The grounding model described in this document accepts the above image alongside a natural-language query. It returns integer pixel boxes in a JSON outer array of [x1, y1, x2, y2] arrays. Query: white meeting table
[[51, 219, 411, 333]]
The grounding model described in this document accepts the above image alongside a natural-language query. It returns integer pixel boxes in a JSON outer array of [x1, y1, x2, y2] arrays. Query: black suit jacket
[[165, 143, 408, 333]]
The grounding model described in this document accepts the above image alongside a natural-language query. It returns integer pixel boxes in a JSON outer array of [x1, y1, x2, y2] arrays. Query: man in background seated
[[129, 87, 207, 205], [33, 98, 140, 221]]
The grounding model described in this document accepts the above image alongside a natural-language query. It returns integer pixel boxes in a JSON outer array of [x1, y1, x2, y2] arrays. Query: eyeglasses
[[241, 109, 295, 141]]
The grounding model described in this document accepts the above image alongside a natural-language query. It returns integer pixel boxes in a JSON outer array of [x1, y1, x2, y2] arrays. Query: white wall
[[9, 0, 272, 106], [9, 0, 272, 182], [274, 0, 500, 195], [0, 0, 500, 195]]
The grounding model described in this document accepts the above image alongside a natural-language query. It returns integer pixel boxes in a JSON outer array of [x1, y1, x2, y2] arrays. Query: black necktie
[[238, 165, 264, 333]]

★ ★ ★

Stated problem
Show every line of the data above that contains the word "black".

Exercise output
The grounding model described in this document accepts the above image alongside a natural-language query. It returns integer pixel boxes in a JSON outer array of [x1, y1, x2, y2] arrays. Query: black suit jacket
The grounding model described in this document accepts the above image alongside a natural-language query. It returns integer pixel boxes in a JSON outer array of [x1, y1, x2, y2] arrays. Query: black necktie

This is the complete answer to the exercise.